WHAT YOU NEED TO DO:
- a) In the passage on God and the Incarnation, condense the paragraph beginning "We may believe that God can and must only be absolute" into a short bulleted list that keeps its main facts.
- b) From the passage on God and the Incarnation, list every pair of contrasting terms set against each other in the sentence beginning "We may believe that God can and must only be absolute."
- c) Carry the passage on God and the Incarnation forward from its final sentence.

PASSAGE GIVEN:
● ● ● ● ●
We may believe that God can and must only be absolute in contrast to all that is relative, exalted in contrast to all that is lowly, active in contrast to all suffering, inviolable in contrast to all temptation, transcendent in contrast to all immanence, and therefore divine in contrast to everything human, in short the he can and must be only the “Wholly Other.” But such beliefs are shown to be quite untenable, and corrupt and pagan, by the fact that God does in fact be and do this in Jesus Christ. We cannot make them the standard by which to measure what God can or cannot do, or the basis of the judgment that in doing this he brings himself into self-contradiction. By doing this God proves to us that he can do it, that to do it is within his nature.[21]

Hence, the divine essence, whose immutability is preserved through the Incarnation, is the divine essence which was revealed in Scripture and not an essence that is philosophically postulated after the manner of a kind of grotesque inversion.
● ● ● ● ●
ROWS:

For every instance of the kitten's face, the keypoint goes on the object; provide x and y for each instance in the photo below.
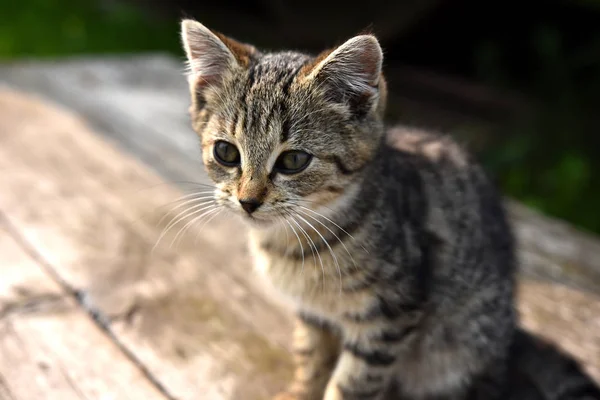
(282, 133)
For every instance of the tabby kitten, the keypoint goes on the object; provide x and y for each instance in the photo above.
(394, 250)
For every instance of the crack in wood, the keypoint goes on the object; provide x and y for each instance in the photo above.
(84, 301)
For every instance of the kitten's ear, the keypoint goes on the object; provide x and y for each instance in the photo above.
(352, 75)
(211, 55)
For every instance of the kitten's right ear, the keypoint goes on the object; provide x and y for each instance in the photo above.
(211, 55)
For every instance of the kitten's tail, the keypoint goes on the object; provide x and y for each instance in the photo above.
(546, 373)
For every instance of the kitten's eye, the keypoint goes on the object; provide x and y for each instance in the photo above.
(292, 162)
(227, 154)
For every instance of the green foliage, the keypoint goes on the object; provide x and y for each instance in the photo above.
(550, 160)
(42, 28)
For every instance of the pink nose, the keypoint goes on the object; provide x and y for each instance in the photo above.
(250, 205)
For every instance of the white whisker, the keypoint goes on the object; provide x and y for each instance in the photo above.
(337, 264)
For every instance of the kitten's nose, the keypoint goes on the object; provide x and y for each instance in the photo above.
(250, 205)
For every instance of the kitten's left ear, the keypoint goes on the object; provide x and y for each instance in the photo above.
(211, 55)
(352, 74)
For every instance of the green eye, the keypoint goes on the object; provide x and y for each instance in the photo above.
(292, 162)
(226, 154)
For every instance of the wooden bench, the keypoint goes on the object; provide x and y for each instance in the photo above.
(92, 155)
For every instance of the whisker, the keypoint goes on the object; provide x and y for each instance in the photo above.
(329, 220)
(179, 218)
(205, 223)
(312, 246)
(191, 222)
(332, 232)
(183, 204)
(337, 264)
(299, 242)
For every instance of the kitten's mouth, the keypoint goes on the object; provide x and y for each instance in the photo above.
(256, 221)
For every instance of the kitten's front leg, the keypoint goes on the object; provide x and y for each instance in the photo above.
(315, 351)
(364, 370)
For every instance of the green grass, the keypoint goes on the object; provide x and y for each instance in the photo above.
(46, 28)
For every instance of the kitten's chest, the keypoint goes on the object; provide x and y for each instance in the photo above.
(311, 284)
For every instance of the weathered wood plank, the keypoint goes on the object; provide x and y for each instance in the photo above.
(141, 102)
(49, 347)
(189, 312)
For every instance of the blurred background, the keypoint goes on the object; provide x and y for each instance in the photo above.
(518, 82)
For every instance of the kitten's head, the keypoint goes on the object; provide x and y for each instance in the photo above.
(283, 130)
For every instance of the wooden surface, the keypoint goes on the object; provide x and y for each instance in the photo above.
(88, 167)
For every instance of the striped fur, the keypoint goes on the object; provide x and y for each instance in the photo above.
(393, 250)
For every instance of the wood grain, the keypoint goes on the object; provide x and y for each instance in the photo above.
(192, 313)
(49, 347)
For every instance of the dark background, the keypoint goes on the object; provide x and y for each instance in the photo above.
(517, 81)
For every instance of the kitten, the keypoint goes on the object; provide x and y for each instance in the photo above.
(394, 250)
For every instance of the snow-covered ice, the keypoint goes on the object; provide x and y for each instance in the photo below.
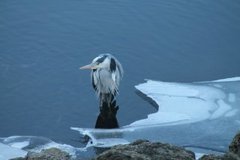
(202, 115)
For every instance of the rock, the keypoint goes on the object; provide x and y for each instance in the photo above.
(145, 150)
(233, 154)
(48, 154)
(234, 147)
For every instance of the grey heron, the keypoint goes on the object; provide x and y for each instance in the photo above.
(106, 75)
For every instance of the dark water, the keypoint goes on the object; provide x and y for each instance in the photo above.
(43, 44)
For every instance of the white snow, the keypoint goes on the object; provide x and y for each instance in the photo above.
(228, 79)
(184, 103)
(8, 152)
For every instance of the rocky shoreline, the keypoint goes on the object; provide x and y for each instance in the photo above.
(142, 150)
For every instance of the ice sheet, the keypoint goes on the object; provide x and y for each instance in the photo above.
(189, 114)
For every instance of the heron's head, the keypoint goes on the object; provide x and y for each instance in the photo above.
(102, 61)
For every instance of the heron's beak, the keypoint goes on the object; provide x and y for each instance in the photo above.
(89, 66)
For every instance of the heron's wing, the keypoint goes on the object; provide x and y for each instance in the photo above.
(94, 80)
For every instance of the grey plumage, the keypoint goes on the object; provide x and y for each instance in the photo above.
(106, 75)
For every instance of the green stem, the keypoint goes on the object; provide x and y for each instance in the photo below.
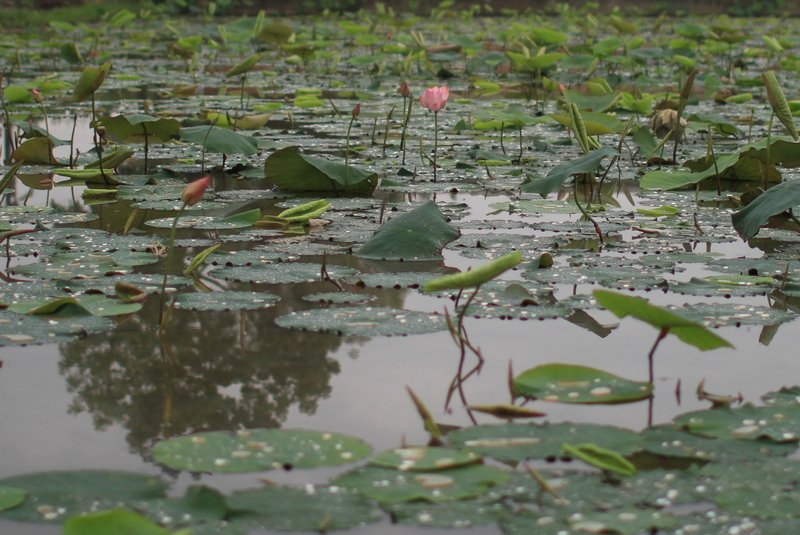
(168, 262)
(435, 140)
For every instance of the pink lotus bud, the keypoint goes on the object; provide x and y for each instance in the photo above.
(193, 191)
(434, 98)
(404, 90)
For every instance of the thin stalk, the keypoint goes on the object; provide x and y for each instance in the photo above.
(764, 174)
(405, 127)
(168, 262)
(435, 140)
(386, 131)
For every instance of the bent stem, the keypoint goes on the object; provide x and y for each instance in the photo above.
(435, 140)
(168, 264)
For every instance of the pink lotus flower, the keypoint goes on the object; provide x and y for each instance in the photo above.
(193, 191)
(434, 98)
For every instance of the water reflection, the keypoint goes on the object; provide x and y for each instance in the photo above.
(210, 371)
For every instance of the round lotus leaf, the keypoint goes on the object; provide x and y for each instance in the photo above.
(458, 514)
(786, 396)
(55, 496)
(199, 222)
(418, 458)
(20, 329)
(225, 300)
(312, 509)
(668, 441)
(388, 486)
(403, 279)
(764, 490)
(258, 449)
(282, 273)
(724, 314)
(518, 442)
(565, 383)
(66, 218)
(725, 286)
(11, 497)
(339, 298)
(173, 205)
(775, 423)
(363, 321)
(73, 265)
(96, 305)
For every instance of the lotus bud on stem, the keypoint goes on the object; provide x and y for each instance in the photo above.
(190, 195)
(435, 99)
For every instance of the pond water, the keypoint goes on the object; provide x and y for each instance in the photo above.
(105, 393)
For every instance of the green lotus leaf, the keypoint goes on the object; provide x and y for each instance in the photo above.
(255, 450)
(291, 170)
(566, 383)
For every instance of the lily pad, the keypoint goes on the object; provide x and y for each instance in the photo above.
(55, 496)
(281, 273)
(317, 509)
(566, 383)
(388, 486)
(420, 234)
(363, 321)
(420, 459)
(255, 450)
(776, 423)
(519, 442)
(11, 497)
(225, 300)
(291, 170)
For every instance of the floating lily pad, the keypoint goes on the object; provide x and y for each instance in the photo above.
(19, 329)
(420, 459)
(420, 234)
(11, 497)
(566, 383)
(112, 521)
(389, 486)
(363, 321)
(281, 273)
(518, 442)
(339, 298)
(776, 423)
(55, 496)
(312, 509)
(225, 300)
(721, 314)
(258, 449)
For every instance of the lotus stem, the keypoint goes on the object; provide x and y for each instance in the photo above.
(435, 140)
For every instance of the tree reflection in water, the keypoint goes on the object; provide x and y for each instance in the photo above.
(217, 370)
● ● ● ● ●
ANSWERS BELOW:
- a)
- One may believe that God can only be the "Wholly Other": absolute, exalted, active, inviolable, transcendent and divine, in contrast to all that is relative, lowly, suffering, tempted, immanent and human.
- The fact that God does in fact be and do this in Jesus Christ shows such beliefs to be untenable, corrupt and pagan.
- These beliefs cannot be the standard for measuring what God can or cannot do.
- Nor can they ground the judgment that God contradicts himself in doing this.
- By doing it, God proves that he can, and that it is within his nature.

- b)
- absolute / relative
- exalted / lowly
- active / suffering
- inviolable / temptation
- transcendent / immanence
- divine / human

- c)
In light of all this, let us return to the relationship existing between Providence and creatures. Is an immutable Providence of itself a grotesque caricature? Does it contradict the freedom which God bestows upon certain creatures? Must we purely and simply rid ourselves of Providence’s immutability in order to assure that created freedom receives the full respect owed to it? Just as we find that faith’s correct response to the Incarnation is to maintain the paradox we experience in thinking about the relationship between the Son’s divine essence and the humanity of the Crucified One, so too would it not be more just in the matter facing us now to retain the paradox existing between these two great powers (i.e., Providence and created freedom) without being too quick to cry out concerning their supposed contradiction?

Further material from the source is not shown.